A little more than 62 percent of the 7,525 who cast ballots in the special election voted to extend the 1 percent Special Purpose Local Option Sales Tax for another six years.

SPLOST VI will start when the current SPLOST V ends, June 30. It will be collected through June 2015 and is targeted to raise $240 million.

While many individual precincts reflected the overall results, there was regional variation.

Two precincts in East Hall — Glade and Tadmore — had a much closer election. Of the 172 votes counted at Tadmore, 51.16 percent voted yes, while 48.84 percent voted no. Ninety-one votes were tallied at Glade with nearly identical results.

In the North Hall precinct of Murrayville, the vote was a 50-50 draw.

Only two precincts recorded more votes against SPLOST than for it.

At the Gillsville precinct, also in East Hall and adjacent to the Glade and Tadmore precincts, 35 people voted for the SPLOST and 49 voted against it.

Gillsville had the highest percentage of “no” votes at 58.33 percent.

Gillsville is among the municipalities slated to get the lowest amounts of the sales tax revenue. Gillsville would get $240,000, using $40,000 for road improvements and the rest for community park upgrades and downtown improvements.

Only two towns are slated to get less revenue from SPLOST VI: Buford is allotted $141,000 and Braselton is allotted only $32,000.

### [INFORMATION SUPPLIED]
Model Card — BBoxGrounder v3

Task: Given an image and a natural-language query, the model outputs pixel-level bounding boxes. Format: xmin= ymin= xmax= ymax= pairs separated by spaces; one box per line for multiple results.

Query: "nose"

### [THE REQUEST]
Continue the article on the SPLOST VI sales tax vote from its final sentence. The data is separate material and has nothing to do with the text.

### [ANSWER TO THIS EXERCISE]
Results in all of the South Hall precincts, where Buford and Braselton are located, mirrored the 62 percent favorable vote across Hall County.

The Gainesville Mill precinct was a ghost town on election day, with just four ballots cast in favor of SPLOST and five against it.

Bachtel said it’s difficult to draw conclusions about why a few precincts voted a certain way.

“Those low numbers, it’s just so capricious,” Bachtel said. “There’s no way nine (votes) could be representative of the whole area,” Bachtel said

Bachtel also said voters, especially those who come out for special elections, tend to be different than the general population.

They are typically older, more affluent and more civic-minded than their neighbors.

Bachtel speculated that there was likely a concentration of such voters in the West Whelchel precinct, where 71 percent of the 690 voters cast their ballots in support of SPLOST.

An earlier version of this story incorrectly listed the amounts of money that will be given to Braselton and to Buford.